An exact transcript of the records is what this task asks for.

Collection entries:
--- START ---

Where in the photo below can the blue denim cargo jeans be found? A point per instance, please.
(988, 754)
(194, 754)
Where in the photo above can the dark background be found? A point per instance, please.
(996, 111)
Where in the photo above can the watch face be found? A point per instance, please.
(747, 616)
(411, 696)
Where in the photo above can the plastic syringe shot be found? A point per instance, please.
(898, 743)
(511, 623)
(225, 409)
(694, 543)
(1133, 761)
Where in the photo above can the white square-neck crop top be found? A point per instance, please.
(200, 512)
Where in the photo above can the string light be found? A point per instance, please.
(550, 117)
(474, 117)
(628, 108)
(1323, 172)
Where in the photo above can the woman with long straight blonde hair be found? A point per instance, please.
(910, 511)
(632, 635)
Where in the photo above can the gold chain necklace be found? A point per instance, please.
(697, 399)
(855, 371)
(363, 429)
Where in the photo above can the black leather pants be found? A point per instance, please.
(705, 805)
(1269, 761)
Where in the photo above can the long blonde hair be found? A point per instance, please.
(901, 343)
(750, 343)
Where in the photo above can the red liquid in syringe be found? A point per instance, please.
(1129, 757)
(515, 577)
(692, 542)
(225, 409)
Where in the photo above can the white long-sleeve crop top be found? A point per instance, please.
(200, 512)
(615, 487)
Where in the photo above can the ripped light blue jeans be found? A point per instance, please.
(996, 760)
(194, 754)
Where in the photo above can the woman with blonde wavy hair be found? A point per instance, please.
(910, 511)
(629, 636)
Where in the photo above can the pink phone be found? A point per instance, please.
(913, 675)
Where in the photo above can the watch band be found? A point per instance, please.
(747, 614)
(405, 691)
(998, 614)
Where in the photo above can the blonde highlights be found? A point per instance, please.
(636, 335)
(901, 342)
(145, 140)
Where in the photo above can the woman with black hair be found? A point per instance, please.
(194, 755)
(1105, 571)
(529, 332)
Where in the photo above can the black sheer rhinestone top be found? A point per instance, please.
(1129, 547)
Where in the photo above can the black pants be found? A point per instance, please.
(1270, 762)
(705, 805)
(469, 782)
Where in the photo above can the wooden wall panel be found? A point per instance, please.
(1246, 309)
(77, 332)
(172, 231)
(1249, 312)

--- END ---

[Task output]:
Where in the photo below can the blue denim cargo jeans be found? A point per instance, please.
(988, 754)
(194, 754)
Where in the photo above can the dark background be found? A point per instance, please.
(996, 111)
Where in the photo above can the watch face be found? A point per instance, please.
(747, 616)
(411, 696)
Where in the photo above can the plastic syringe shot be found? A point per instance, please.
(898, 743)
(511, 623)
(225, 409)
(694, 543)
(1133, 761)
Where in the photo above can the white square-neck crop top be found? A point per instance, please.
(200, 512)
Where in the photo above can the string light be found? A point per instance, please.
(550, 117)
(474, 117)
(628, 108)
(1323, 172)
Where in the photo above can the woman with long straight blonde hair be found? A point per instance, please.
(910, 511)
(632, 635)
Where in the photo above can the gold chain necklace be found? A point per instance, please.
(697, 399)
(855, 371)
(363, 429)
Where in the photo above can the black leather pants be found? A point per instance, please.
(705, 805)
(1269, 761)
Where in the photo above can the long blonde hair be found? A point per instance, please.
(901, 343)
(750, 343)
Where in the photo above can the red liquid in syringe be found? A point per instance, please.
(1129, 757)
(515, 577)
(692, 542)
(225, 409)
Where in the photo above can the white long-sleeve crop top be found? A point per instance, please.
(200, 512)
(615, 487)
Where in the photo above can the ripped light blue jeans be found? A point per instance, please.
(996, 760)
(194, 754)
Where in the photo above can the woman with blonde wavy hair be found? A point per instance, please.
(910, 511)
(629, 636)
Where in the photo above can the pink phone be found? A point per instance, please.
(913, 675)
Where in the photo above can the watch band be found? A point per instance, please.
(747, 614)
(405, 691)
(998, 614)
Where in the photo above can the blonde highlights be found? A point per instance, please.
(636, 335)
(901, 342)
(145, 140)
Where in the photo above can the woman with black hair be found? A point per instance, please.
(194, 755)
(1105, 571)
(529, 332)
Where in the photo above can the black sheer rhinestone top be found? A point per instance, please.
(1129, 547)
Where in the photo above can the black pants be found? A point per instance, please.
(1270, 762)
(705, 805)
(469, 782)
Where in the photo above can the wooden wall panel be found? A point per instance, please.
(1246, 309)
(77, 332)
(172, 231)
(1249, 312)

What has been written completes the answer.